BEGIN EXERCISE DATA

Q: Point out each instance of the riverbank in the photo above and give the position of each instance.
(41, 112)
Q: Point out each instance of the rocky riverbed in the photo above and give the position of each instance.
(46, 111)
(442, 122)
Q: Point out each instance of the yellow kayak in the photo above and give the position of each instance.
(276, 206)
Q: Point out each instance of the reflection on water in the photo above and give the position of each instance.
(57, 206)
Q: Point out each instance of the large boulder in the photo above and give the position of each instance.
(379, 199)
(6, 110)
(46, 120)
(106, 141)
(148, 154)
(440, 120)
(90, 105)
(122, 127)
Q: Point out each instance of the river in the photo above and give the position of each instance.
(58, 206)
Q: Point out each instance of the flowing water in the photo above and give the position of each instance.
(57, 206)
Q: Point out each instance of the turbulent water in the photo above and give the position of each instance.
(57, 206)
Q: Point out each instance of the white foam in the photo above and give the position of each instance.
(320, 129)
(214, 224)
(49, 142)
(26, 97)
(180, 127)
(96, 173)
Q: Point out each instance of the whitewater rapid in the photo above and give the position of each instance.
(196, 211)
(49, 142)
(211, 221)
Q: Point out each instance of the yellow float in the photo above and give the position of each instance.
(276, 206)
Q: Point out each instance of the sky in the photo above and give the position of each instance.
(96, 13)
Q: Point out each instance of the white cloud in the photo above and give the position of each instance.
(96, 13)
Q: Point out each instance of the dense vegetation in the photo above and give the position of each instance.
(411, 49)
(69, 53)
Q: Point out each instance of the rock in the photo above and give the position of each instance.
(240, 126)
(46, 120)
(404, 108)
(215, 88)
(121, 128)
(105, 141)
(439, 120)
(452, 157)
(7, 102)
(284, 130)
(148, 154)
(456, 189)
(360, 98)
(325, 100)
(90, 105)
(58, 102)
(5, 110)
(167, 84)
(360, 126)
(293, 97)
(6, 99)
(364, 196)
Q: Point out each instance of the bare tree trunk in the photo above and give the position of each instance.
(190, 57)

END EXERCISE DATA

**HOW TO COMPLETE THIS TASK:** Make an exact copy of every entry.

**SOLVED EXERCISE:**
Q: Point out each instance of the riverbank in the photo above and give the position of each instance.
(41, 112)
Q: Point out each instance of the rocky riverbed in the photo above and give the position of each instance.
(46, 111)
(442, 122)
Q: Point out each instance of the yellow kayak in the photo above and give the position of each instance.
(276, 206)
Q: Point out each instance of the reflection on water in the photo above and give the position of each instance.
(57, 206)
Q: Point out each instance of the large boulder in the photo above and give the position of each instance.
(379, 199)
(6, 110)
(46, 120)
(106, 141)
(148, 154)
(440, 120)
(90, 105)
(122, 127)
Q: Point out each instance of the river in the photo above and give the position of each instance.
(58, 206)
Q: Point out each instance of the flowing water in the photo above and give the position of each instance.
(57, 206)
Q: Point out each instance of the turbulent water in the photo above and give the position of each instance.
(57, 206)
Q: Point out each instance of the white foam in the photo above and give the position of each instance.
(320, 129)
(214, 224)
(49, 142)
(26, 97)
(180, 127)
(96, 173)
Q: Point out each instance of the whitewater rapid in the photo above and give the position of each instance.
(196, 211)
(49, 142)
(211, 221)
Q: Point out each instance of the yellow float in the photo above and give the position of each instance.
(276, 206)
Q: Point out each instance of the sky in the photo above and give the position of each instance.
(96, 13)
Q: Point out each instance of the white cloud in the photo above and give the position of each instance.
(96, 13)
Q: Point out each instance of the dense vegetation in the photo above and give the position of each instance.
(411, 49)
(69, 53)
Q: Point out each instance of the rock in the photo above and give the position of each instance.
(240, 126)
(46, 120)
(404, 108)
(215, 88)
(121, 128)
(105, 141)
(439, 120)
(452, 157)
(7, 102)
(284, 130)
(148, 154)
(456, 189)
(360, 98)
(325, 100)
(90, 105)
(58, 102)
(5, 110)
(167, 84)
(360, 126)
(293, 97)
(6, 99)
(364, 196)
Q: Point out each instance of the bare tree trunk in the photo above and give the position of each instance.
(190, 57)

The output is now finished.